Volume forces are neglected in comparison to the load and the internal forces. Finally the Principle of Virtual Work writes:

$$ -\int{\kern-6pt}\int{\kern-6pt}\int_{V}\sigma_{ij}\varepsilon_{ij}^{*}\, dV + \int{\kern-6pt}\int_{S_{V}}T_{i}u^{*}_{i}\, dS = 0 \label{eq:VWP2} $$

(4)

Virtual Fields Method in Elasticity

In elasticity, assuming that the material is isotropic, Young’s modulus and Poisson’s ratio can be identified by using two different virtual fields. The two following fields were used in this work:

$$ \left\{ \begin{array}{lll} u_{1}^{*(1)} & = & 0 \\[6pt] u_{2}^{*(1)} & = & x_{2} \end{array} \right. \label{eq:VFelast1} $$

(5)

$$ \left\{ \begin{array}{lll} u_{1}^{*(2)} & = & x_{2}(x_{2}-L)x_{1}\\[6pt] u_{2}^{*(2)} & = & 0 \end{array} \right. \label{eq:VFelast2} $$

(6)

where L is the length of the field of view (Fig. 1). It is assumed that the specimen is in a plane-stress state, so the first integral can be factorised by the thickness e with S the area of interest. By using equations (5) and (6) into equation (4) the Principle of Virtual Work can be written as a set of equations.

$$ \left\{ \begin{array}{lll} {\kern-12pt}&-&e\dfrac{E}{1-\nu^{2}}\displaystyle\int{\kern-6pt}\int_{S}\varepsilon_{22}\, dS - e\dfrac{\nu E}{1- \nu^{2}}\int \int_{S}\varepsilon_{11}\, dS \\[13pt] &&{\kern12pt}+ \displaystyle\int{\kern-6pt}\int_{S_{V}}x_{2}T_{2}\, dS = 0 \\[13pt] {\kern-12pt} &-&e\dfrac{E}{1-\nu^{2}}\displaystyle\int{\kern-6pt}\int_{S}x_{2}(x_{2}-L)\varepsilon_{11}\, dS \\[13pt] && {\kern12pt}- e\dfrac{\nu E}{1-\nu^{2}}\displaystyle\int{\kern-6pt}\int_{S}x_{2}(x_{2}-L)\varepsilon_{22}\, dS \\[13pt] {\kern-12pt} &-&e\dfrac{E}{2(1+\nu)} \displaystyle\int{\kern-6pt}\int_{S}(2x_{2}-L)x_{1}\varepsilon_{12}\, dS \\[13pt] &&{\kern12pt}+ \displaystyle\int{\kern-6pt}\int_{S_{V}}x_{2}(x_{2}-L)x_{1}T_{1}\, dS = 0 \end{array} \right. \label{eq:PVWelast1} $$

(7)

In the case of uniaxial loading, the integration of T ₂ over the cross-section of the specimen is equal to F, the value of the external loading measured during the test, and the boundaries of the area of interest are of coordinates x ₂ = 0 and x ₂ = L. T ₁ being unknown, the second field has been chosen in order to nullify the second integral. It results the following values for the traction vector integrals (equation(8)).

• [WHAT IS REQUIRED] Extend the passage above on the Virtual Fields Method in elasticity, starting right after its final sentence.

• [INFORMATION SHOWN]
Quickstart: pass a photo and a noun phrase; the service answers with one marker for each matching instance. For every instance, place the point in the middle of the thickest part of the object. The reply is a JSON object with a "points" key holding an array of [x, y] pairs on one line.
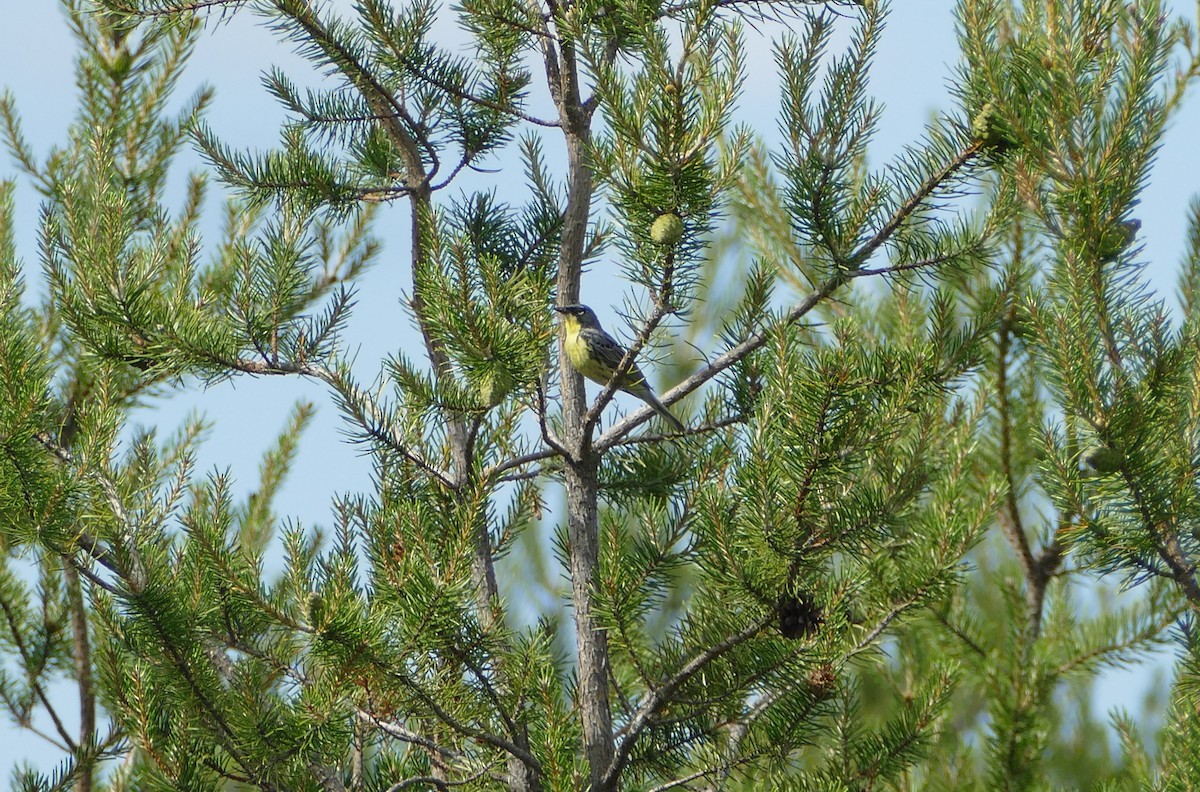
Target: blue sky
{"points": [[913, 67]]}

• [TASK RESPONSE]
$$ \left\{ \begin{array}{lll} \displaystyle\int{\kern-6pt}\int_{S_{V}}x_{2}T_{2}\, dx_{1}dx_{3} = L\int{\kern-6pt}\int_{S_{V}}T_{2}\, dx_{1}dx_{3} = FL \\[13pt] \displaystyle\int{\kern-6pt}\int_{S_{V}}x_{2}(x_{2}-L)x_{1}T_{1}\, dx_{1}dx_{3} = 0 \end{array} \right. \label{ext} $$

(8)

Full-field measurement has been performed on the surface of the specimen during the experiment. In order to carry out the identification of the elastic parameters, the integrals over the surface are approximated as discrete sums (see for instance equation (9)) with w the width of the specimen, N the number of measurement points over this area, and the bar indicates spatial averaging over the field of view. It leads to a new formulation of equation (7) reported in equation (10).

$$ \displaystyle\int{\kern-6pt}\int_{S}\varepsilon_{ij}\, dS \simeq \frac{Lw}{N}\sum\limits_{k=1}^{N}\varepsilon_{ij}^{k} = Lw\overline{\varepsilon}_{ij} \label{eq:discrete} $$

(9)

$$ \left\{ \begin{array}{l} -e\left(\dfrac{E}{1-\nu^{2}}\overline{\varepsilon}_{22} - \dfrac{\nu E}{1-\nu^{2}}\overline{\varepsilon}_{11}\right) + FL = 0\\[13pt] -\dfrac{E}{1-\nu^{2}}\overline{x_{2}(x_{2}-L)\varepsilon}_{11} - \dfrac{\nu E}{1-\nu^{2}} \overline{x_{2}(x_{2}-L)\varepsilon}_{22} \\[13pt] \dfrac{E}{2(1-\nu)}\overline{(2x_{2}-L)\varepsilon}_{12} = 0 \end{array} \right. \label{eq:PVWelast2} $$

(10)

Then equation (10) can be solved by inversion of the linear system.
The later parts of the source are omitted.